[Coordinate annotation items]
□ □ □ □

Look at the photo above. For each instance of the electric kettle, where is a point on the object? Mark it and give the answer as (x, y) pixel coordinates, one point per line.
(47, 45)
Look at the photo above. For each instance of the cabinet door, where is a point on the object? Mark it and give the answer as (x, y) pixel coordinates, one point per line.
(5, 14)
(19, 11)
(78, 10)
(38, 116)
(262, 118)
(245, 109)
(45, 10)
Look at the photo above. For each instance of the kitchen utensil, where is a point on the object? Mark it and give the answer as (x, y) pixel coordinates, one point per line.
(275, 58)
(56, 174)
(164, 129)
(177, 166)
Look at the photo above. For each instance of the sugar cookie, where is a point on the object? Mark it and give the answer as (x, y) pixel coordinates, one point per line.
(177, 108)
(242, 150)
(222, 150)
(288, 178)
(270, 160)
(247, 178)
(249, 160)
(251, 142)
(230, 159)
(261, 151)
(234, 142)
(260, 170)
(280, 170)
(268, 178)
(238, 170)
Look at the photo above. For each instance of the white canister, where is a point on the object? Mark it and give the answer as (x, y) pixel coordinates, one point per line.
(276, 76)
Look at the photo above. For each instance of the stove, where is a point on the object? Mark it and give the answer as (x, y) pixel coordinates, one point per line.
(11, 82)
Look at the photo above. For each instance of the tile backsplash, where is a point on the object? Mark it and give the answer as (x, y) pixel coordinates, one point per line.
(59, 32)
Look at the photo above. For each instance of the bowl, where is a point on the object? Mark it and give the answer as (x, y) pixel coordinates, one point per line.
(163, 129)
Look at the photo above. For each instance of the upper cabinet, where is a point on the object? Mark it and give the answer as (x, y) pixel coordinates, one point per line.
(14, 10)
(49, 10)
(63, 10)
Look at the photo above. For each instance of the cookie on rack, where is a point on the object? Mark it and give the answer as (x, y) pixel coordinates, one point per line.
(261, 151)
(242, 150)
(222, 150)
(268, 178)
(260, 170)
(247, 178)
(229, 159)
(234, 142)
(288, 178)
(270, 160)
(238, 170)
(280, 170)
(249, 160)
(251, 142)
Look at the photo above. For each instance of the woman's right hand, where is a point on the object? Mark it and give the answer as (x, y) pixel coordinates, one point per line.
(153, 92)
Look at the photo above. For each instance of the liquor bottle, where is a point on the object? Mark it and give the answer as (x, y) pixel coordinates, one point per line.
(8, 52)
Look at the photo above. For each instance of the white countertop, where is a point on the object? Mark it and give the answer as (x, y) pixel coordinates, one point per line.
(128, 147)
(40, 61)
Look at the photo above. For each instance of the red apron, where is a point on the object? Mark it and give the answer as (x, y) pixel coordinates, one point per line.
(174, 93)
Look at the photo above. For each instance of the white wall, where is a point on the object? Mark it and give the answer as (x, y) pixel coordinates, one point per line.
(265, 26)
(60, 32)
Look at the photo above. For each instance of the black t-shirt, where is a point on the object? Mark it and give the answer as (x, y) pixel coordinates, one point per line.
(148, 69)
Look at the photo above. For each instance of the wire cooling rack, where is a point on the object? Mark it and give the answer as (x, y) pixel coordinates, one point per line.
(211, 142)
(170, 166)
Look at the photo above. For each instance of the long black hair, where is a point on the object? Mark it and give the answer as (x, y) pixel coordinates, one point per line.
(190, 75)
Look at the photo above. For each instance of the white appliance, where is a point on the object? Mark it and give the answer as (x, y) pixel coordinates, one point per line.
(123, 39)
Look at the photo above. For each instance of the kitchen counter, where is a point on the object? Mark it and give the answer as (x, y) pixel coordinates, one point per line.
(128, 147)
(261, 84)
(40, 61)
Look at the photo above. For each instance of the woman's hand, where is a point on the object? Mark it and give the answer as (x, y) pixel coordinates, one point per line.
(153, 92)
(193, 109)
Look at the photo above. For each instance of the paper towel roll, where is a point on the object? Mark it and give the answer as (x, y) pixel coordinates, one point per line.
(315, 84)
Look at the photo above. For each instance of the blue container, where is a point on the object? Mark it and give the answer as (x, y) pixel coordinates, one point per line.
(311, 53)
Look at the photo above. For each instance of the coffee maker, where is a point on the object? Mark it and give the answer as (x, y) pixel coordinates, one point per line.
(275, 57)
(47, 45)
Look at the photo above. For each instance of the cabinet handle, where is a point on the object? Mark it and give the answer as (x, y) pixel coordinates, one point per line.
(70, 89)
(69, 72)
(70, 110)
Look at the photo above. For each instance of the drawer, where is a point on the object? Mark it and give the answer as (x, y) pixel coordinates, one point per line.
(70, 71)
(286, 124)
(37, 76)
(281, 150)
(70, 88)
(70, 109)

□ □ □ □

Format every line of the items above as a JSON list of strings, with one string per line and no blank lines.

PROBLEM SOLUTION:
[
  "Look at the photo above. For each instance of the electric kettle, where is a point on the object? Mark it and give the answer as (x, y) pixel coordinates, one point per line.",
  "(47, 45)",
  "Look at the photo above. For each instance of the cabinet door, where is a point on the object? Mark it and give the answer as (x, y) pixel coordinates, one point per line.",
  "(5, 14)",
  "(19, 11)",
  "(78, 10)",
  "(38, 116)",
  "(262, 118)",
  "(245, 109)",
  "(45, 10)",
  "Look at the photo above. For each instance of the kitchen utensil, where is a point on the object? Mark it and give the answer as (x, y) pixel coordinates, one point per line.",
  "(275, 58)",
  "(56, 174)",
  "(164, 129)",
  "(177, 166)",
  "Look at the photo above. For each instance of the sugar cookie, where is a point on the object? Mark it and give the answer as (x, y) pixel coordinates, one point per line.",
  "(177, 108)",
  "(242, 150)",
  "(222, 150)",
  "(288, 178)",
  "(270, 160)",
  "(247, 178)",
  "(249, 160)",
  "(251, 142)",
  "(230, 159)",
  "(261, 151)",
  "(234, 142)",
  "(260, 170)",
  "(280, 170)",
  "(268, 178)",
  "(238, 170)",
  "Look at the photo above. For each instance of the white canister, where is a point on the object? Mark it and give the answer as (x, y) pixel coordinates, one point per line.",
  "(276, 76)",
  "Look at the photo above. For each instance of the stove, where is a point on the object? Mark it and give the answer as (x, y) pixel coordinates, one point per line.",
  "(11, 82)",
  "Look at the photo above. For each instance of the tile backsplash, where is a point on the object? Mark it and give the answer as (x, y) pixel coordinates, one point per line.",
  "(59, 32)",
  "Look at the photo above. For each instance of the bowl, where is a point on the object? Mark it and give the answer as (x, y) pixel coordinates, one point per line.",
  "(163, 129)",
  "Look at the photo above. For each instance of the upper cabinet, where is a point on the object? Mark it and give the answer as (x, y) pixel coordinates, one point per line.",
  "(14, 10)",
  "(49, 10)",
  "(63, 10)",
  "Look at the photo above. For each instance of the cookie on rack, where is a point on the object? Mark it and give the answer as (x, y) pixel coordinates, one point per line.",
  "(261, 151)",
  "(242, 150)",
  "(222, 150)",
  "(268, 178)",
  "(260, 170)",
  "(247, 178)",
  "(229, 159)",
  "(234, 142)",
  "(288, 178)",
  "(270, 160)",
  "(238, 170)",
  "(280, 170)",
  "(249, 160)",
  "(251, 142)",
  "Look at the photo above. For each instance of the woman's right hand, where is a point on the object? Mark it and give the answer as (x, y) pixel coordinates, one point per line.",
  "(153, 92)",
  "Look at the photo above. For each instance of the liquor bottle, where is a point on the object? Mark it and give the answer as (x, y) pixel coordinates, one point per line.",
  "(8, 52)",
  "Look at the photo above. For each instance of the white countertop, where is a point on the object? Mark it and give the answer as (x, y) pixel coordinates, one point per line.",
  "(128, 147)",
  "(40, 61)",
  "Look at the photo above. For each instance of the red apron, where is a point on the object? Mark it and give the answer as (x, y) pixel coordinates, one point per line.",
  "(174, 93)",
  "Look at the photo above. For each instance of the white wall, where is a point on the object? Mark it and give the answer as (x, y) pixel coordinates, one point per line.",
  "(265, 26)",
  "(60, 32)",
  "Look at the photo above. For each instance of the black t-shirt, where is a point on the object? Mark it and give the answer as (x, y) pixel coordinates, one point per line.",
  "(148, 69)",
  "Look at the photo above. For each instance of the wire cooling rack, where is a point on the object? Mark it and give the answer as (x, y) pixel coordinates, one point per line.",
  "(211, 142)",
  "(170, 166)",
  "Look at the photo above. For each instance of the long black hair, where is a point on the object? Mark it and give the answer as (x, y) pixel coordinates, one point per line.",
  "(190, 75)",
  "Look at the photo above. For each instance of the white appliance, where is a point on the object? Mark it and give the answer as (x, y) pixel coordinates, one point per line.",
  "(123, 39)",
  "Look at the photo above. For each instance of the kitchen counter, where is a point on the object? Mark it and give the answer as (x, y) pixel coordinates, one point per line.",
  "(128, 147)",
  "(261, 84)",
  "(40, 61)",
  "Look at the photo above. For each instance of the woman's hand, where is a point on the object? Mark it and give the answer as (x, y) pixel coordinates, one point per line.",
  "(153, 92)",
  "(193, 109)",
  "Look at the photo above. For each instance of the paper towel roll, where is a point on the object? Mark it and give the answer as (x, y) pixel coordinates, one point per line.",
  "(315, 84)",
  "Look at the photo above. For each instance of the blue container, where is a point on the object? Mark it and give the answer as (x, y) pixel coordinates, one point per line.",
  "(311, 53)",
  "Look at the photo above. For each instance of the coffee maker, where is a point on the object? Mark it and give the answer as (x, y) pixel coordinates, one point per line.",
  "(275, 57)",
  "(47, 45)",
  "Look at the photo above. For each instance of the cabinet handle, where is a point on the object? Mark it and give the answer as (x, y) pixel coordinates, one point per line.",
  "(70, 89)",
  "(69, 72)",
  "(70, 110)",
  "Look at the photo above. For each instance of the drawer, where is a point on the object? Mark it and give the answer as (x, y) pixel coordinates, one point per line.",
  "(70, 71)",
  "(286, 124)",
  "(37, 76)",
  "(281, 150)",
  "(70, 88)",
  "(70, 109)"
]